What follows is a set of entries. Give them again exactly, without the pictures.

• • •

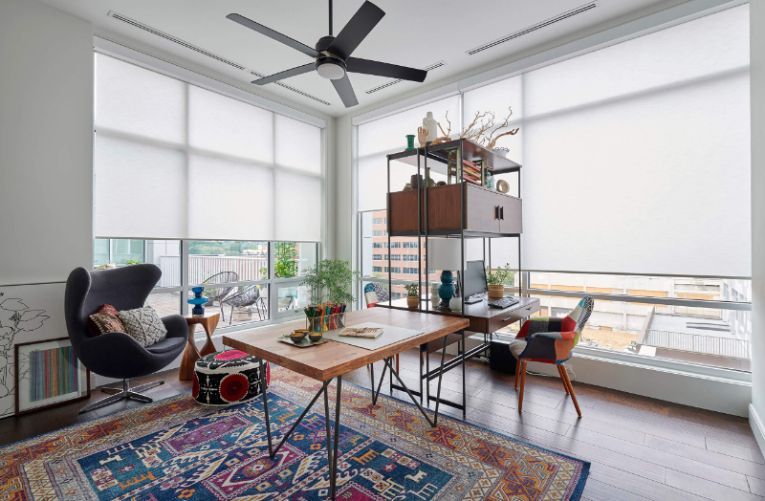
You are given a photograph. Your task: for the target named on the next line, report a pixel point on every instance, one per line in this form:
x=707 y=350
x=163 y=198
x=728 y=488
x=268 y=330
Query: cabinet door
x=481 y=209
x=510 y=220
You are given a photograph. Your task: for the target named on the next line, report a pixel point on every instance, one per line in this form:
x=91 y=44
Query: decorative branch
x=495 y=134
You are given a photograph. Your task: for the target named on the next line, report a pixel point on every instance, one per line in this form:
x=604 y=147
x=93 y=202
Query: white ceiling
x=414 y=33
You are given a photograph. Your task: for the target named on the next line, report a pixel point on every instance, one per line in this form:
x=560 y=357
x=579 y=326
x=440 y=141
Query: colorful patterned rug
x=177 y=449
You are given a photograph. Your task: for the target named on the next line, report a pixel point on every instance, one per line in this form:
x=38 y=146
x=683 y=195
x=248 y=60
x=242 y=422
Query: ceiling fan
x=332 y=54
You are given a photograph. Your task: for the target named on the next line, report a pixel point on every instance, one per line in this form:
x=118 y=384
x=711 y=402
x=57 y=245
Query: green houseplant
x=497 y=278
x=330 y=281
x=412 y=296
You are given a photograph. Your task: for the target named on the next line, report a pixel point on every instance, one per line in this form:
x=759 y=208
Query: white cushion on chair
x=517 y=346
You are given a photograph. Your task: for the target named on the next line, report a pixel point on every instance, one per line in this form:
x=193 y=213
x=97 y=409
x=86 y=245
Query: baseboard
x=758 y=428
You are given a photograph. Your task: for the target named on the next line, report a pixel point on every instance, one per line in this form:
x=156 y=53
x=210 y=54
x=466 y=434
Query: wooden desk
x=482 y=320
x=332 y=360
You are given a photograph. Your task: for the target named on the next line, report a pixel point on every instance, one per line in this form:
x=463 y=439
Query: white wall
x=757 y=33
x=46 y=136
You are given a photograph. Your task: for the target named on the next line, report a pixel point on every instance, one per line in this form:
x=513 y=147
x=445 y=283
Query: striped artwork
x=48 y=374
x=52 y=372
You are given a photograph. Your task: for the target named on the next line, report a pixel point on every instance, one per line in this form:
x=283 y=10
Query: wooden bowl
x=297 y=335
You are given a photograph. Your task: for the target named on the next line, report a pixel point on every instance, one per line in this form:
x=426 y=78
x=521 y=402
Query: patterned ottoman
x=227 y=377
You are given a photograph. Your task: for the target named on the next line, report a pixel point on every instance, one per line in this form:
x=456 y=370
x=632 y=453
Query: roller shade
x=173 y=160
x=636 y=157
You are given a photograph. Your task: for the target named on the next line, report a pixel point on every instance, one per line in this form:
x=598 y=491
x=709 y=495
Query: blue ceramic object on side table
x=198 y=301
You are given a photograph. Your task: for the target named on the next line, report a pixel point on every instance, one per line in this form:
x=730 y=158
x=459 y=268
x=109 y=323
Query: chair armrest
x=176 y=326
x=544 y=324
x=549 y=346
x=100 y=350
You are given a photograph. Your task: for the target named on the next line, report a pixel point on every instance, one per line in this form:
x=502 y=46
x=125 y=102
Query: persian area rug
x=177 y=449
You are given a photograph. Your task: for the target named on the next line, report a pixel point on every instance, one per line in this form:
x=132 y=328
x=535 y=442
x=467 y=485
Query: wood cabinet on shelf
x=486 y=212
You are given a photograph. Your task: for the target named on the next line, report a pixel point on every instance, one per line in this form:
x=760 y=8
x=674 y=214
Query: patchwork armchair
x=550 y=341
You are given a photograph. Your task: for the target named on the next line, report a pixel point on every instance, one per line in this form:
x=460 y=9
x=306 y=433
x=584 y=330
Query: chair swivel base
x=124 y=393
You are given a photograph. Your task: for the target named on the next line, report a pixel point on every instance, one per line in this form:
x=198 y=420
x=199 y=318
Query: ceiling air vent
x=394 y=82
x=293 y=89
x=206 y=53
x=175 y=40
x=530 y=29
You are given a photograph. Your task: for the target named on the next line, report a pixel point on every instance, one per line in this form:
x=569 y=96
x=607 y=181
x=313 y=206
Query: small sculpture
x=431 y=126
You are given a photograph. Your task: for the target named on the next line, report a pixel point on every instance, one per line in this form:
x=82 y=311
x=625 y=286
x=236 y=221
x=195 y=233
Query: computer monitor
x=475 y=278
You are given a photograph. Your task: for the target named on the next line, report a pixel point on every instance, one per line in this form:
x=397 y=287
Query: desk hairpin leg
x=393 y=373
x=332 y=448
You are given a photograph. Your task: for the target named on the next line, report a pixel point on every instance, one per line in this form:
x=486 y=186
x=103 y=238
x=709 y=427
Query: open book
x=365 y=332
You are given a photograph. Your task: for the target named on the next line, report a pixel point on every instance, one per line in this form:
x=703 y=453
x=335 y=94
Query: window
x=235 y=274
x=237 y=172
x=246 y=212
x=651 y=137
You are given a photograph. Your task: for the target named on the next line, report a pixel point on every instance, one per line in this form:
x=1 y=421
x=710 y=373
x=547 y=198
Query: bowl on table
x=298 y=335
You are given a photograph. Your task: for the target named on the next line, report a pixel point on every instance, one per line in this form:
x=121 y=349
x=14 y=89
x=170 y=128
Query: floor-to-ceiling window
x=214 y=190
x=635 y=188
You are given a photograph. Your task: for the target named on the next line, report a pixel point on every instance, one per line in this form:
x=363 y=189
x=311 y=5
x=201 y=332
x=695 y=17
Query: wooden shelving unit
x=461 y=209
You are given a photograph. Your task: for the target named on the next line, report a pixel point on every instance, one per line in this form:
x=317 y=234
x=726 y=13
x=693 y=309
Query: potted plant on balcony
x=496 y=279
x=412 y=296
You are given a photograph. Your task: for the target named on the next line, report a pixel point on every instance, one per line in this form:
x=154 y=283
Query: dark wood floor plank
x=707 y=488
x=639 y=448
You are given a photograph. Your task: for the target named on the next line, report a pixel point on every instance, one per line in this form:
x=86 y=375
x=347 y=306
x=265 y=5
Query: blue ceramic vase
x=198 y=301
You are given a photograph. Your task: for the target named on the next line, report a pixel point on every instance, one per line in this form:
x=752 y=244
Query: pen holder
x=324 y=323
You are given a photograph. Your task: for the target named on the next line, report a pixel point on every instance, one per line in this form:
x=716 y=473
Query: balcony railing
x=202 y=267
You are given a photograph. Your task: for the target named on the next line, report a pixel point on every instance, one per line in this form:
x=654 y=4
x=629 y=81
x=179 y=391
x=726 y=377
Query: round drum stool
x=227 y=377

• • •

> _THE ANSWER_:
You are given a photograph. Your task: for the target named on the next line, report a pixel point on every instance, one per line in this form:
x=707 y=350
x=163 y=198
x=728 y=488
x=268 y=330
Query: cabinet door
x=481 y=209
x=510 y=220
You are given a photograph. Your task: for the target named on the next line, report a pixel point on every instance, one per line in this form:
x=91 y=44
Query: decorative branch
x=495 y=134
You are given a photograph. Your task: for the target named on the next line, report a pixel point on every instance, one per line in this form:
x=604 y=147
x=93 y=202
Query: white ceiling
x=414 y=33
You are given a photograph. Your task: for the target named on the next line, report a pixel point on every instance, one per line in this form:
x=560 y=357
x=579 y=326
x=440 y=141
Query: colorful patterned rug
x=177 y=449
You are given a photograph. Your task: for the target named on the next line, report a pixel point on every instance, one per line in this form:
x=38 y=146
x=683 y=195
x=248 y=60
x=242 y=422
Query: ceiling fan
x=332 y=54
You are given a photograph. Your task: for the target named on the next line, report a pixel point on every instance, one per line in this form:
x=118 y=384
x=711 y=402
x=57 y=245
Query: green houseplant
x=497 y=278
x=330 y=281
x=412 y=296
You are given a photograph. Your task: for the target named on the next line, report a pixel point on every instance, one per line in this form:
x=759 y=208
Query: white cushion on chair
x=517 y=346
You are given a photograph. Your task: for the target named on the next line, report a pixel point on every instance, one per line in this form:
x=193 y=213
x=97 y=409
x=86 y=245
Query: baseboard
x=758 y=428
You are given a photograph. Your task: for the target named on the next line, report a pixel point on every instance, one per line in this form:
x=156 y=53
x=210 y=54
x=466 y=434
Query: wooden desk
x=482 y=320
x=332 y=360
You are given a photograph. Your task: for the target named on the next line, report a pixel point on every instance, one per line in this form:
x=463 y=439
Query: white wall
x=757 y=33
x=46 y=136
You are given a photograph. Your task: for the target named on the next line, report a pixel point on every instance, one per line in this form:
x=513 y=147
x=445 y=283
Query: striped artwork
x=48 y=374
x=52 y=372
You are given a photograph. Your task: for the target named on the next line, report a pixel point on every instance, one per line in this form:
x=283 y=10
Query: wooden bowl
x=297 y=335
You are given a photograph. Your task: for the target named on the next line, report a pixel point on every instance, one per line in this form:
x=426 y=78
x=521 y=402
Query: patterned ottoman
x=227 y=377
You are given a photograph. Your task: for the target named on the next line, report a pixel point on every instance, one per line in this form:
x=456 y=370
x=632 y=453
Query: roller shade
x=173 y=160
x=636 y=157
You are given a photograph. Your task: for the target named on the next line, report a pixel point on every instance, one per line in this form:
x=598 y=491
x=709 y=495
Query: blue ceramic object on side table
x=198 y=301
You are given a photograph. Your task: for the target named on the next line, report a pixel point on every instance, one per line in this form:
x=730 y=158
x=459 y=268
x=109 y=323
Query: chair armrest
x=176 y=326
x=544 y=324
x=549 y=346
x=100 y=350
You are given a photograph. Your task: for the target named on the next line, report a pixel point on every instance, one per line in this form:
x=502 y=46
x=125 y=102
Query: persian area rug
x=177 y=449
You are given a photograph. Your task: for the target named on the next line, report a pixel point on every instance, one per line in this form:
x=132 y=328
x=535 y=442
x=467 y=485
Query: wood cabinet on shelf
x=486 y=212
You are given a photograph. Your task: for the target named on the next line, report a pixel point on every instance, one per line in this form:
x=760 y=8
x=674 y=214
Query: patchwork armchair
x=550 y=341
You are given a photograph. Your task: for the target named on the next line, report a pixel point on every instance, one per line in this form:
x=460 y=9
x=306 y=433
x=584 y=330
Query: chair swivel base
x=124 y=393
You are given a photograph. Your task: for the target named on the next line, report a pixel point on every instance, one per line in this form:
x=198 y=420
x=199 y=318
Query: ceiling air vent
x=394 y=82
x=293 y=89
x=206 y=53
x=175 y=40
x=530 y=29
You are given a photograph. Your task: for the target named on the next line, report a pixel point on every instance, one per line in this form:
x=569 y=96
x=607 y=181
x=313 y=206
Query: small sculpture
x=431 y=126
You are given a photograph. Your task: for the target named on the next line, report a pixel point on every instance, one per line in this form:
x=82 y=311
x=625 y=286
x=236 y=221
x=195 y=233
Query: computer monitor
x=475 y=278
You are given a photograph. Your task: for the target named on the next line, report a pixel point on every instance, one per line in this form:
x=397 y=287
Query: desk hairpin leg
x=393 y=373
x=332 y=448
You are given a photograph. Your task: for the target named on the next line, report a pixel point on every instance, one per line in this form:
x=486 y=186
x=103 y=238
x=709 y=427
Query: open book
x=365 y=332
You are given a photograph. Your task: for the target named on the next line, report a pixel point on every instance, one per line in this form:
x=703 y=453
x=335 y=94
Query: window
x=235 y=274
x=237 y=172
x=246 y=212
x=651 y=137
You are given a photograph. Your task: for the target named on the next line, report a pixel point on every instance, one per line in this form:
x=1 y=421
x=710 y=373
x=547 y=198
Query: bowl on table
x=298 y=335
You are given a photograph. Your task: for the target named on the next line, report a pixel point on every instance, one per line in this form:
x=121 y=349
x=14 y=89
x=170 y=128
Query: floor-to-ceiling window
x=214 y=190
x=635 y=188
You are given a photograph. Your task: for the target named on the next line, report a pixel point on every instance, one per line in this form:
x=363 y=189
x=311 y=5
x=201 y=332
x=695 y=17
Query: wooden shelving unit
x=461 y=209
You are given a photograph. Your task: for the target named on the next line, report a pixel point on every instance, one per line in this form:
x=317 y=234
x=726 y=13
x=693 y=309
Query: potted plant on balcony
x=496 y=279
x=412 y=296
You are given a photograph. Your task: for the target named on the next line, report a pixel point on every instance, one per line in this form:
x=154 y=283
Query: dark wood floor plank
x=707 y=488
x=639 y=448
You are given a photograph. Your task: for the target named on the next line, report a pixel point on every instance, one per line in this form:
x=86 y=375
x=347 y=306
x=265 y=5
Query: blue ceramic vase
x=198 y=301
You are given a photograph. Your task: for the target named on the next line, report a pixel point on every instance, one per line in this form:
x=752 y=244
Query: pen holder
x=324 y=323
You are given a photograph. Your task: for the target named on the next line, report a pixel point on every instance, one per line in this form:
x=716 y=473
Query: balcony railing
x=202 y=267
You are given a photograph. Your task: for the target named on the next line, report a pixel point on every instance, one per line in this form:
x=654 y=4
x=629 y=81
x=179 y=391
x=726 y=377
Query: round drum stool
x=227 y=377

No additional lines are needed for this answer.